[Dataset excerpt]
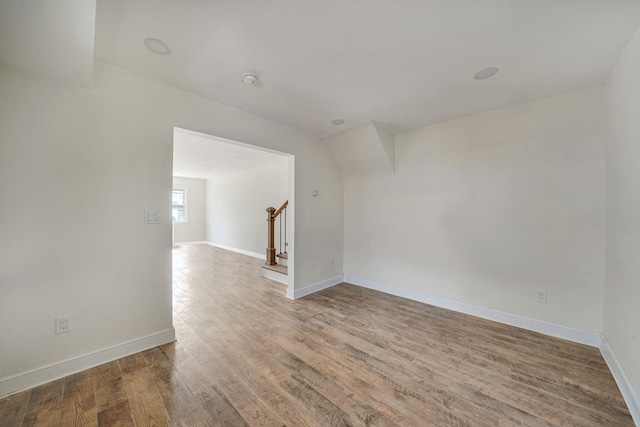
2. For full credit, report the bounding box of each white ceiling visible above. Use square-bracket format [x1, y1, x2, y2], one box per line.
[96, 0, 640, 136]
[0, 0, 640, 136]
[173, 128, 288, 179]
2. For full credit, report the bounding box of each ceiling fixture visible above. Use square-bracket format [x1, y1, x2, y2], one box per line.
[473, 67, 498, 80]
[144, 39, 171, 55]
[242, 73, 258, 86]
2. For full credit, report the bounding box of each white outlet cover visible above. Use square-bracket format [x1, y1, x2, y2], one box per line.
[56, 316, 71, 334]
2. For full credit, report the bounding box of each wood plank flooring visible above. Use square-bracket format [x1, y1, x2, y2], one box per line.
[0, 246, 633, 427]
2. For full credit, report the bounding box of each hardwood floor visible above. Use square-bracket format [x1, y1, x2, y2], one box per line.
[0, 246, 633, 427]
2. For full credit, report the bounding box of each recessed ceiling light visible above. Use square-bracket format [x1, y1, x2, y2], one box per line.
[242, 73, 258, 86]
[144, 39, 171, 55]
[473, 67, 498, 80]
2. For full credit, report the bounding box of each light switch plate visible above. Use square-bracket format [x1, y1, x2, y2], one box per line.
[144, 209, 162, 224]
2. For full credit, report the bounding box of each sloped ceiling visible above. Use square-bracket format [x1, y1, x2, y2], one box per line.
[0, 0, 640, 137]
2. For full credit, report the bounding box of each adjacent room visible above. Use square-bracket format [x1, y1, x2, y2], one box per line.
[0, 0, 640, 426]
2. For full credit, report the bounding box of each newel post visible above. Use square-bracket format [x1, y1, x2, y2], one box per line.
[265, 208, 277, 265]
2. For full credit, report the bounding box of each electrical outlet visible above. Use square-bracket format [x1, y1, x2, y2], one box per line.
[56, 316, 71, 334]
[536, 290, 547, 304]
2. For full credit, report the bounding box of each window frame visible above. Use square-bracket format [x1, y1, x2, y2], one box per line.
[171, 185, 189, 225]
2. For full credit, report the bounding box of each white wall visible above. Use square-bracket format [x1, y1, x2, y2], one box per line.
[207, 158, 291, 256]
[331, 88, 605, 332]
[0, 63, 343, 395]
[604, 26, 640, 396]
[173, 176, 206, 243]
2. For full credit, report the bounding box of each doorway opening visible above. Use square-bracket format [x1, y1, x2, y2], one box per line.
[172, 127, 295, 295]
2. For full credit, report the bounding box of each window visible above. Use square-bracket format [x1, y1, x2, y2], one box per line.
[171, 188, 189, 224]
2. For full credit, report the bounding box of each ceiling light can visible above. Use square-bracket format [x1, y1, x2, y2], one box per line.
[242, 73, 258, 86]
[144, 38, 171, 55]
[473, 67, 498, 80]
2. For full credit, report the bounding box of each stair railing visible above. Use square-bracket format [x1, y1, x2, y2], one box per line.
[265, 200, 289, 265]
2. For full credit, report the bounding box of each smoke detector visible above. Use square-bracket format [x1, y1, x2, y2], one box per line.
[242, 73, 258, 86]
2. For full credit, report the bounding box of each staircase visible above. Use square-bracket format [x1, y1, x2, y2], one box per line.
[262, 200, 289, 284]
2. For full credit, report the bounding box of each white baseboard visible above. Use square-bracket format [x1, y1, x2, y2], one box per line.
[344, 275, 600, 347]
[204, 242, 267, 260]
[0, 328, 176, 398]
[600, 335, 640, 426]
[173, 240, 209, 246]
[287, 276, 343, 299]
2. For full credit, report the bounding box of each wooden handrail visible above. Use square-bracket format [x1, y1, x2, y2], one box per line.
[273, 200, 289, 219]
[265, 200, 289, 265]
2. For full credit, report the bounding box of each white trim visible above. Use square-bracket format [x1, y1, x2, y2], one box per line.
[287, 276, 343, 300]
[0, 328, 176, 398]
[600, 335, 640, 426]
[173, 240, 209, 246]
[344, 275, 600, 347]
[171, 185, 189, 225]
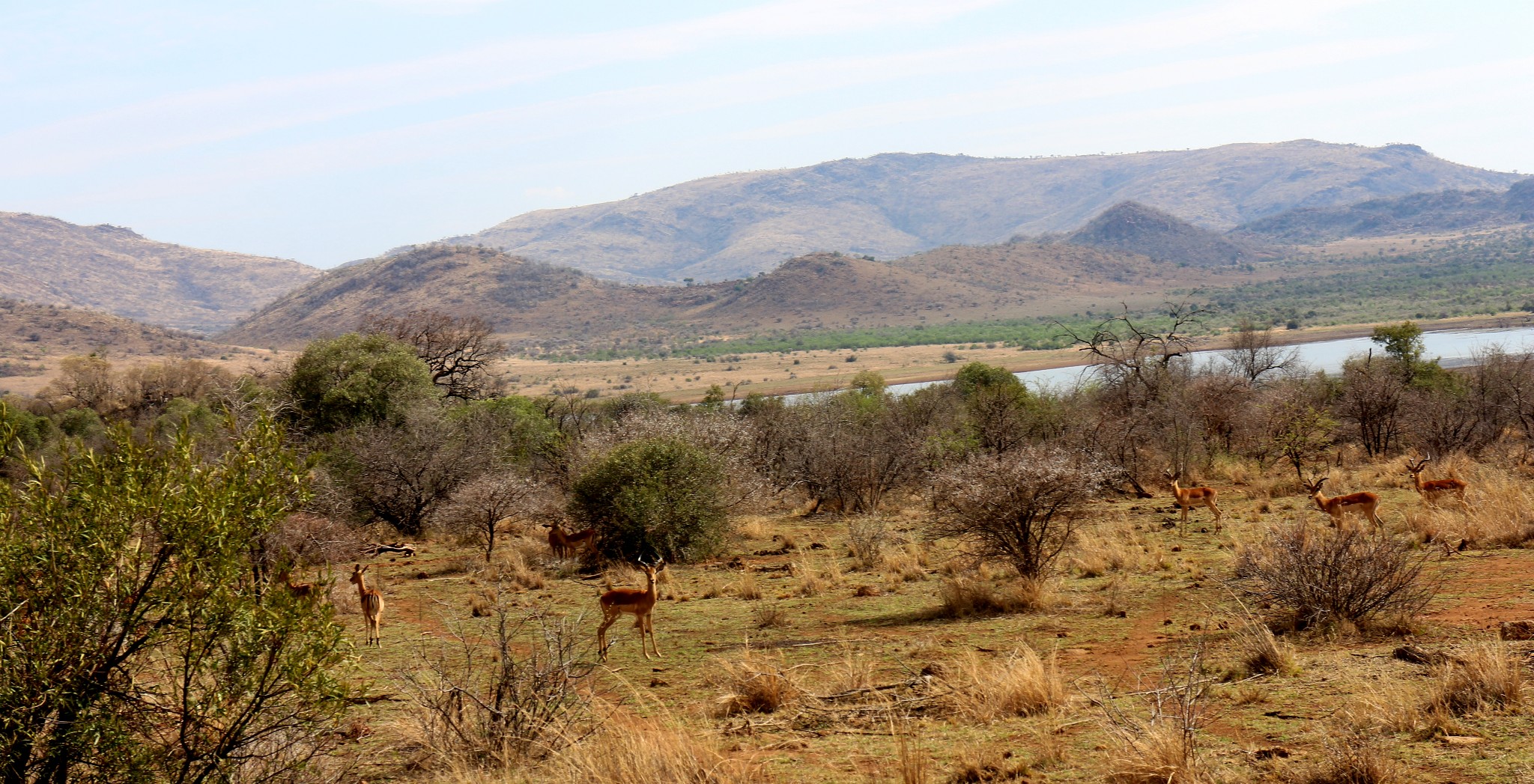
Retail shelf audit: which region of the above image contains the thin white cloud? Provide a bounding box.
[0,0,998,177]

> [TASK STATEMENT]: Rewrite all of the material above with every "bounding box" changed to "enclosing box" and nothing else altered. Leave out the pictures.

> [SOLUTION TO THIS PROBLEM]:
2. For full credit, report the enclosing box of each white ceiling visible above. Use square-bracket format [x1, y1, x2, y2], one box per line.
[96, 0, 640, 136]
[0, 0, 640, 136]
[173, 128, 288, 179]
2. For full credit, report the enclosing box of each ceiling fixture visible above. Use square-bracket format [x1, y1, x2, y2], one box per line.
[473, 67, 498, 80]
[144, 39, 171, 55]
[242, 73, 258, 86]
2. For full credit, report the enclosing box of each white outlet cover visible above. Use square-bracket format [x1, y1, x2, y2], one box per line.
[56, 316, 71, 334]
2. For full credit, report the enclosing box of each wood plank flooring visible above. Use square-bracket format [x1, y1, x2, y2], one box per line.
[0, 246, 633, 427]
2. For full credit, report the enclosing box of each hardwood floor visible above. Use square-bracket format [x1, y1, x2, y2], one box per line.
[0, 246, 633, 427]
2. For full credit, report the enclosing box of each recessed ceiling light visible above. Use square-bracket format [x1, y1, x2, y2], one box per line.
[242, 73, 258, 86]
[144, 39, 171, 55]
[473, 67, 498, 80]
2. For full credit, report the enclosing box of each light switch plate visible above. Use square-bracket format [x1, y1, x2, y2], one box per line.
[144, 209, 162, 224]
2. For full credit, report the enclosing box of each sloped ceiling visible above. Use square-bracket format [x1, y1, x2, y2], one box per line.
[0, 0, 640, 137]
2. For full credit, report the enclosing box of each adjacent room visible above. Use square-bracket format [x1, y1, x2, y2], one box per line.
[0, 0, 640, 426]
2. For full credit, report the enclosing box of each newel post visible above. Use square-bracket format [x1, y1, x2, y2], one box per line.
[265, 208, 277, 265]
2. For full credit, report the enclosing box of each electrical outlet visible above. Use square-bracket format [x1, y1, x2, y2], one box per line.
[56, 316, 71, 334]
[536, 290, 547, 304]
2. For full credit, report the enclosing box of each window frame visible above. Use square-bracket format [x1, y1, x2, y2], one box per line.
[171, 185, 189, 225]
2. For full credit, report the enclosing box of each white wall visible above. Use square-bracket format [x1, y1, x2, y2], one box per line.
[207, 158, 291, 256]
[331, 88, 605, 332]
[0, 63, 343, 395]
[604, 26, 640, 396]
[173, 176, 206, 243]
2. For full credit, report the enclosing box of each doorway opening visible above. Use square-bracket format [x1, y1, x2, y2], one box per line.
[172, 127, 295, 295]
2. For full credit, report the enclosing box of each window visible above. Use square-bracket format [x1, y1, x2, y2], one box per line.
[171, 188, 189, 224]
2. For full credit, report the enclosing box of each ceiling light can visible above. Use square-bracket format [x1, y1, x2, y2], one box per line.
[242, 73, 258, 86]
[144, 38, 171, 55]
[473, 67, 498, 80]
2. For full credit, report the enclosing box of each stair railing visible above. Use square-bracket format [x1, y1, x2, y2], one box per line.
[265, 200, 289, 265]
2. For full credit, report the enclosing box of each smoke detector visible above. Use square-bracket format [x1, y1, x2, y2], one box per line.
[242, 73, 258, 86]
2. For full credit, report the enclosing box of each staircase visible above. Use square-bracket format [x1, y1, x2, y2], one box per line.
[262, 200, 289, 284]
2. For full credit, report the enclosing box of each white baseboard visible above. Use square-bracket format [x1, y1, x2, y2], one box per line.
[344, 275, 600, 347]
[204, 242, 267, 260]
[0, 328, 176, 398]
[600, 335, 640, 426]
[173, 240, 209, 246]
[287, 276, 343, 299]
2. For full credit, report the enclosing box of each wooden handrail visible above. Use square-bracket format [x1, y1, x2, y2], one box per line.
[273, 200, 289, 219]
[265, 200, 289, 265]
2. For full credit, report the enclosing box of each white trim visible above. Use square-bracket format [x1, y1, x2, y2], one box per line.
[287, 276, 343, 300]
[0, 328, 176, 398]
[600, 335, 640, 426]
[173, 240, 209, 246]
[344, 275, 600, 347]
[171, 185, 189, 225]
Retail shelf audit: which region of the above image contains the thin white cloud? Provide a enclosing box.
[0,0,998,177]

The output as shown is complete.